| WHAT YOU HAVE TO DO |
Print out every entry, keeping each line identical to the original.

(EXCERPTED RECORDS begins)

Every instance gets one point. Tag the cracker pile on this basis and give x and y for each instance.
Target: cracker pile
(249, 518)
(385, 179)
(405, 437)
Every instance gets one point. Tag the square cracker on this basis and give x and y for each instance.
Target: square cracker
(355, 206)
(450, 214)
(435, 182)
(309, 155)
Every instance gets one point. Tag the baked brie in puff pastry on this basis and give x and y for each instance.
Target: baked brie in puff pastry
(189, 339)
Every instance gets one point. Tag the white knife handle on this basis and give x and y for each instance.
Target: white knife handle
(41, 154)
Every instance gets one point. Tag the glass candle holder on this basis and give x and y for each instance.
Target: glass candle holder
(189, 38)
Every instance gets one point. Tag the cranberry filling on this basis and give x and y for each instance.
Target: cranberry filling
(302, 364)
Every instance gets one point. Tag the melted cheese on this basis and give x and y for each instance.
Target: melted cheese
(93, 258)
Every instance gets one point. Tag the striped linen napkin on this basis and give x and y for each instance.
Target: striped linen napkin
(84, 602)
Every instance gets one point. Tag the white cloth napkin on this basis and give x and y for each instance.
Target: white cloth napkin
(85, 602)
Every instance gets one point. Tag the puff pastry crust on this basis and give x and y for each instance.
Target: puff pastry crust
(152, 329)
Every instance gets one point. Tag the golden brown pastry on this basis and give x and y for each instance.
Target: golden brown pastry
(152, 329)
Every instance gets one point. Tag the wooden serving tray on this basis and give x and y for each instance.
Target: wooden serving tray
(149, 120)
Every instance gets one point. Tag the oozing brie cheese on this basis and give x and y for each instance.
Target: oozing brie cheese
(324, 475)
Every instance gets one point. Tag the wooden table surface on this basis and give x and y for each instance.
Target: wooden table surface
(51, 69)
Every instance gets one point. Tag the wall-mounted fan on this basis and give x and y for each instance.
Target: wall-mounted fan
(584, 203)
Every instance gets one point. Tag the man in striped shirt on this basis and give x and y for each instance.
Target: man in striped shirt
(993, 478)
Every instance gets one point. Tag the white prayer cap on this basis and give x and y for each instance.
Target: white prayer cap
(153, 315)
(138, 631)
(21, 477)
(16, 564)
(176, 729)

(EXCERPTED RECORDS ends)

| TASK OUTPUT |
Every instance gets one point. Tag the cracker pile on this basis and give x and y for each instance.
Target: cracker pile
(249, 518)
(385, 179)
(405, 437)
Every instance gets one point. Tag the square cracker on this basis and give x and y for each instance.
Target: square cracker
(355, 206)
(450, 214)
(435, 182)
(309, 155)
Every instance gets one point. Tag the baked brie in puff pastry on this basis and give x and y for each instance.
Target: baked brie in puff pastry
(189, 339)
Every instance gets one point. Tag the white knife handle on this basis and give x and y for each instance.
Target: white knife handle
(41, 154)
Every instance gets one point. Tag the glass candle holder on this basis and give x and y for each instance.
Target: glass candle holder
(189, 38)
Every instance gets one point. Tag the cranberry filling on this basis and give x and y for each instance.
Target: cranberry filling
(302, 364)
Every instance gets one point. Tag the melted cheese on this basis and give x and y for each instance.
Target: melted cheese
(93, 258)
Every instance gets one point. Tag the striped linen napkin on this basis and give x and y for each instance.
Target: striped linen napkin
(84, 602)
Every instance gets one point. Tag the white cloth napkin on this basis and give x and y for each instance.
Target: white cloth napkin
(85, 602)
Every instance gets one point. Tag the puff pastry crust on this basis and give x and y for each instance.
Target: puff pastry crust
(152, 329)
Every instance gets one point. Tag the golden brown pastry on this basis and give x and y for each instance.
Target: golden brown pastry
(152, 329)
Every instance gets one point. Tag the wooden serving tray on this basis and give x and y for each instance.
Target: wooden serving tray
(149, 120)
Every instance gets one point. Tag the oozing brie cheese on this basis and give x and y for each instance.
Target: oozing brie cheese
(324, 475)
Every instance gets one point. Tag the wooden table surface on this basis and give x and y for each instance.
Target: wooden table surface
(51, 69)
Every instance gets one point. Tag the wall-mounted fan on this basis and give x and y for each instance.
Target: wall-mounted fan
(584, 203)
Every instance gets one point. Tag the man in striped shirt on this basis and give x and y for each instance.
Target: man in striped shirt
(993, 478)
Every instance gets one point. Tag the white prayer cap on this basis and give x and y for each instance.
Target: white prayer cap
(153, 315)
(138, 631)
(21, 477)
(16, 564)
(176, 729)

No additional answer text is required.